How many lines in the records below contain the string "maroon", counting only matches with the same case? Reply with the number alone.
— START Rows —
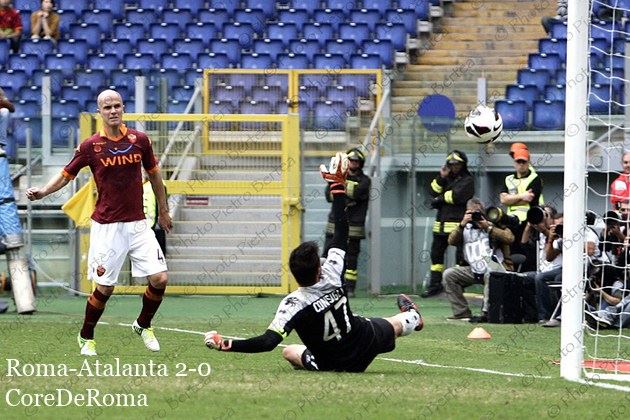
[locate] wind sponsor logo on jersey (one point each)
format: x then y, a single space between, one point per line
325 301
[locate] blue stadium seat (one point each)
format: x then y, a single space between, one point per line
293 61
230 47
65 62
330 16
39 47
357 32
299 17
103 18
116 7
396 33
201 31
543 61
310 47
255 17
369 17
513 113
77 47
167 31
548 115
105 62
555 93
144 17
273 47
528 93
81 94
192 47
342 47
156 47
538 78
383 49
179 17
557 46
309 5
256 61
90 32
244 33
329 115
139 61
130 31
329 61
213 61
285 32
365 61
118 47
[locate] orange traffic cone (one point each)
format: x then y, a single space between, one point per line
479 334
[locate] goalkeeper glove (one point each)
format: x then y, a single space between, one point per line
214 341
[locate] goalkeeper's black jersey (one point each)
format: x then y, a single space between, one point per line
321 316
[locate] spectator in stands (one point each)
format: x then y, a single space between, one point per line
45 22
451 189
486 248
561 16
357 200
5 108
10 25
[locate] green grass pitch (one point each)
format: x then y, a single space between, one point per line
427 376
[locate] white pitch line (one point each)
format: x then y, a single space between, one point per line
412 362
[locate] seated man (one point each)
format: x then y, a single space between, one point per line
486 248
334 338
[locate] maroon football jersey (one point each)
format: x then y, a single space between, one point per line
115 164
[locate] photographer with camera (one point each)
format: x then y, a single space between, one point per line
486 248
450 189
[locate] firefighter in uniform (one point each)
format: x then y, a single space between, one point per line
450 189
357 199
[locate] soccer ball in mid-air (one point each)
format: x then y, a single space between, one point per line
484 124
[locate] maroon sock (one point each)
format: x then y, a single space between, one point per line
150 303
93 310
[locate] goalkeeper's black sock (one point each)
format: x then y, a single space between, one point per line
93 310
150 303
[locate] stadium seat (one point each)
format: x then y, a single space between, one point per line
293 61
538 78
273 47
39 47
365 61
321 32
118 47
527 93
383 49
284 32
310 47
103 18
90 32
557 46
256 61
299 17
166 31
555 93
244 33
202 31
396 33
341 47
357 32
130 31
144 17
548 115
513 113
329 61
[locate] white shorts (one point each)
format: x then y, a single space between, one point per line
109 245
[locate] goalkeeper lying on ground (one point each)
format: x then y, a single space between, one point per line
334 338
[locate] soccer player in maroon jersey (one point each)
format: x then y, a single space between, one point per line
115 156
— END Rows —
— START Rows —
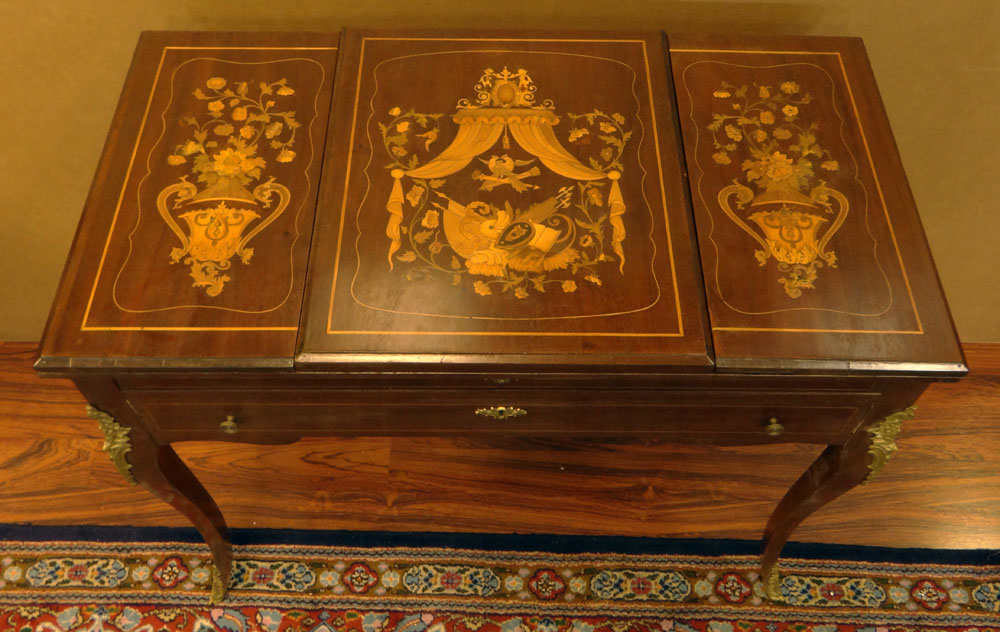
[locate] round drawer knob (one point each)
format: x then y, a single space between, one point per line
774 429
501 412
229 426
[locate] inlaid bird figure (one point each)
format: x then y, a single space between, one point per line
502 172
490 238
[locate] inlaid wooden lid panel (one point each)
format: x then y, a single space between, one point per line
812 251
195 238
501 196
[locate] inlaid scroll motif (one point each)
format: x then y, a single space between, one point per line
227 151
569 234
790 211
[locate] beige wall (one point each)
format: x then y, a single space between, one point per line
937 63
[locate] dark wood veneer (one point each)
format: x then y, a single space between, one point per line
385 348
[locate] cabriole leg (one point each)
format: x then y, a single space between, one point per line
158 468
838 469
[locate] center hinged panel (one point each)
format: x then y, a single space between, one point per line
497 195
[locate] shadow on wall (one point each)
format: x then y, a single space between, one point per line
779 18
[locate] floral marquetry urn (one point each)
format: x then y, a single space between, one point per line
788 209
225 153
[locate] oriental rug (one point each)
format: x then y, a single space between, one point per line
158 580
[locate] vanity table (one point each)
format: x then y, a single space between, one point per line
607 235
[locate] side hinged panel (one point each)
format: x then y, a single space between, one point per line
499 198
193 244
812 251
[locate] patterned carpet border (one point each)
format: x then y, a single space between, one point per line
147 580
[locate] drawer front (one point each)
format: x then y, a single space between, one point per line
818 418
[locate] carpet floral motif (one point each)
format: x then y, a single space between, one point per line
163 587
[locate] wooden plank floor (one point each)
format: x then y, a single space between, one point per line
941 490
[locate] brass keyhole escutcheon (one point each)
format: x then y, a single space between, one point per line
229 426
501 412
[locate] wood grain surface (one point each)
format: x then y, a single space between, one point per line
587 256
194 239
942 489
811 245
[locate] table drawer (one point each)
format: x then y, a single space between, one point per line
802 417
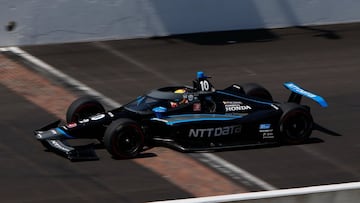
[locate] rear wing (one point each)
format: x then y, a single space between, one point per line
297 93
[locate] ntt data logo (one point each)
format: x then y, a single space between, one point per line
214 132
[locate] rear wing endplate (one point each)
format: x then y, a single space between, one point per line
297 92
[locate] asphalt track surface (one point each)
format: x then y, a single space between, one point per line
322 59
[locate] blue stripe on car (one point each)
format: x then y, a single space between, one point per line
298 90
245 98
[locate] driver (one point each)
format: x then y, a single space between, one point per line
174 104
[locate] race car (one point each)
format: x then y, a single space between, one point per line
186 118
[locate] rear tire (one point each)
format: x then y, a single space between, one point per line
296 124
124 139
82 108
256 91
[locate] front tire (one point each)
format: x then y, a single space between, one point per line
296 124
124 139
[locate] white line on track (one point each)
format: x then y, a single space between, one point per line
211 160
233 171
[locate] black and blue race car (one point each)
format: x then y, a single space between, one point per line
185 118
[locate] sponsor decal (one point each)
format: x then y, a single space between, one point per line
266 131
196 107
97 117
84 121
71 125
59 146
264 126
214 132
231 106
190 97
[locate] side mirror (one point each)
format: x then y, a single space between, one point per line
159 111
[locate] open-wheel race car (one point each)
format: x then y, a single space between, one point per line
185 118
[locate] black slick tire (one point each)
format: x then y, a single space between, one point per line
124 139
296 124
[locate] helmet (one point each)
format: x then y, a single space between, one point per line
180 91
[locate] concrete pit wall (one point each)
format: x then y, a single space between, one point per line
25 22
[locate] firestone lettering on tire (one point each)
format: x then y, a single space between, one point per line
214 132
— END Rows —
Written solution:
3